▶ Material shown:

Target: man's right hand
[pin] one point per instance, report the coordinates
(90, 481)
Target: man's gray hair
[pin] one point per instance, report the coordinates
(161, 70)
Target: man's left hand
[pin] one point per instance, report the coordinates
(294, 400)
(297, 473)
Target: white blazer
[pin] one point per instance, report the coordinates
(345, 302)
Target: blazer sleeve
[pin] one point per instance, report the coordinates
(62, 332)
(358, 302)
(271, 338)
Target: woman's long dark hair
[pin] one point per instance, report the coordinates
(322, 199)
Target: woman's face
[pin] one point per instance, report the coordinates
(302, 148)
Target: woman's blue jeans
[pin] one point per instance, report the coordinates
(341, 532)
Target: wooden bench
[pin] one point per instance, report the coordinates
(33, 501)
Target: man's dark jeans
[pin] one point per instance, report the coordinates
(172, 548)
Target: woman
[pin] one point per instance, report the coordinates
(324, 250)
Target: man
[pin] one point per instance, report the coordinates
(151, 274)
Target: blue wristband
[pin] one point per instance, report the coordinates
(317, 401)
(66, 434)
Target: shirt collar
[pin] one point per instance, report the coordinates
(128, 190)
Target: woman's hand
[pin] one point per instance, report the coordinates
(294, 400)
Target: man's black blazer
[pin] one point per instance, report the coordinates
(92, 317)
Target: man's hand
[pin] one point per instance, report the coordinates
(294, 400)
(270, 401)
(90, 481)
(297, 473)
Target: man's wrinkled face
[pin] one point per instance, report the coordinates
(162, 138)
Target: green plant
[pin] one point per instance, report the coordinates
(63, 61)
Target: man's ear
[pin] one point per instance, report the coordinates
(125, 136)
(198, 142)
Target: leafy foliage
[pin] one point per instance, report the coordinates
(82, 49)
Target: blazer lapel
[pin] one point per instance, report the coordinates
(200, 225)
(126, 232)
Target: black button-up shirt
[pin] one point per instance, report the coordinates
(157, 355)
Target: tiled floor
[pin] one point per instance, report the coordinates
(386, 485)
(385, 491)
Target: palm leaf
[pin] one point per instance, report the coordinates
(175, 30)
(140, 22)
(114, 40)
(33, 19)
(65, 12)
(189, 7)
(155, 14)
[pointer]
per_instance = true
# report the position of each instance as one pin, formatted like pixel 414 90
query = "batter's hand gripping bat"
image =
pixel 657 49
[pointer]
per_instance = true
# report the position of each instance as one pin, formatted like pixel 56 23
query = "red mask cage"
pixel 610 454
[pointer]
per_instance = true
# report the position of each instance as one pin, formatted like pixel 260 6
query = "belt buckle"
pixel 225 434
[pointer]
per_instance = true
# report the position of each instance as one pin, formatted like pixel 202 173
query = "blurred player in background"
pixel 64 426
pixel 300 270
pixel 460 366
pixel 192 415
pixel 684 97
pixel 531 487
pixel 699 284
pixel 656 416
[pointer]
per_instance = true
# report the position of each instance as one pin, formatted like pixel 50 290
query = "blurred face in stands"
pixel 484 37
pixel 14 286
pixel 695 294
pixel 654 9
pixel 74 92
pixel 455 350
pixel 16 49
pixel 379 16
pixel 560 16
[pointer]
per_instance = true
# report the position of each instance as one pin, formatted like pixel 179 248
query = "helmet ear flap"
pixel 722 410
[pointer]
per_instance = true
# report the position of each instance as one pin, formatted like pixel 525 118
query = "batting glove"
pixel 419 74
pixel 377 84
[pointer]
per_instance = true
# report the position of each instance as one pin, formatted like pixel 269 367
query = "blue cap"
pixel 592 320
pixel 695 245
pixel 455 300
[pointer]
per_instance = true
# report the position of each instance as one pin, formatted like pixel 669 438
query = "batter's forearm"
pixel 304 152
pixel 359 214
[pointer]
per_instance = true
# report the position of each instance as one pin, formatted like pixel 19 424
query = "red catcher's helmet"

▶ Exercise: Each entry above should be repeated exactly, with no line left out.

▶ Task result:
Target: man's right hand
[pin] one point per instance, report the coordinates
(90, 481)
Target: man's gray hair
[pin] one point per instance, report the coordinates
(161, 70)
Target: man's left hand
[pin] one point per instance, report the coordinates
(294, 400)
(297, 473)
Target: white blazer
[pin] one point per instance, report the coordinates
(345, 302)
Target: blazer sleeve
[pin] one point per instance, report the coordinates
(62, 332)
(358, 302)
(271, 338)
Target: woman's long dark hair
[pin] one point per instance, report the coordinates
(322, 199)
Target: woman's face
[pin] one point per instance, report the coordinates
(302, 148)
Target: woman's blue jeans
[pin] one point per instance, report the coordinates
(341, 532)
Target: wooden bench
[pin] one point per instance, report the coordinates
(33, 501)
Target: man's dark jeans
[pin] one point per instance, report the coordinates
(172, 548)
Target: woman
[pin] one point per instance, report the coordinates
(324, 250)
Target: man
[pin] one point per instance, report the coordinates
(151, 274)
Target: blue wristband
[pin] one point per instance, report the coordinates
(317, 401)
(66, 434)
Target: shirt collar
[pin] one point per instance, report the coordinates
(128, 190)
Target: woman's hand
[pin] one point per instance, report the coordinates
(294, 400)
Target: man's black blazer
[pin] one point per instance, report the coordinates
(92, 317)
Target: man's hand
[pin] one point per instance, report the coordinates
(294, 400)
(270, 401)
(90, 481)
(297, 473)
Target: man's wrinkled face
[pin] one point per instance, report the coordinates
(162, 138)
Target: green plant
[pin] one point per instance, report the coordinates
(63, 61)
Target: man's ear
[pin] one point per instance, report the coordinates
(125, 136)
(198, 142)
Target: leafy foliage
[pin] one point per instance, report the coordinates
(82, 49)
Target: blazer lapel
[pin] one point per instance, report the coordinates
(200, 225)
(126, 232)
Target: black button-up shirt
[pin] one point per instance, report the coordinates
(157, 355)
Target: tiled floor
[pin] one point per instance, report the coordinates
(386, 485)
(385, 491)
Target: palm leaf
[pin] one point per instance, report the coordinates
(175, 30)
(140, 22)
(114, 40)
(33, 19)
(65, 12)
(189, 7)
(155, 14)
[pointer]
per_instance = true
# report the position of each instance as one pin, formatted like pixel 414 90
query = "batter's hand gripping bat"
image =
pixel 657 49
[pointer]
per_instance = true
# report the position of each instance as one pin, formatted like pixel 56 23
query = "red mask cage"
pixel 610 454
[pointer]
per_instance = true
# report the position of each instance as one pin, formatted like pixel 260 6
query = "belt buckle"
pixel 225 434
[pointer]
per_instance = true
# report the position of each instance as one pin, formatted like pixel 202 173
query = "blurred player in background"
pixel 64 426
pixel 300 270
pixel 460 366
pixel 192 415
pixel 684 97
pixel 531 487
pixel 699 284
pixel 656 416
[pointer]
per_instance = true
# report the position of each instance as one pin, formatted like pixel 50 290
query = "blurred face in stands"
pixel 484 37
pixel 14 286
pixel 695 294
pixel 654 9
pixel 74 92
pixel 455 350
pixel 16 49
pixel 379 16
pixel 560 16
[pointer]
per_instance = true
# report the position of each instance as one pin, formatted like pixel 179 248
query = "helmet ear flap"
pixel 722 410
[pointer]
per_instance = true
# report the position of each instance as one pin, formatted like pixel 525 118
query = "batting glove"
pixel 419 74
pixel 377 84
[pointer]
per_instance = true
# report the position of each instance as one pin, formatted like pixel 269 367
query = "blue cap"
pixel 592 320
pixel 695 245
pixel 455 300
[pointer]
per_instance = true
# report the position of each instance as one pin, formatted like pixel 669 438
query = "batter's forearm"
pixel 304 152
pixel 359 214
[pointer]
per_instance = true
# report the position of each instance as one pin, formatted like pixel 19 424
query = "red catcher's helmet"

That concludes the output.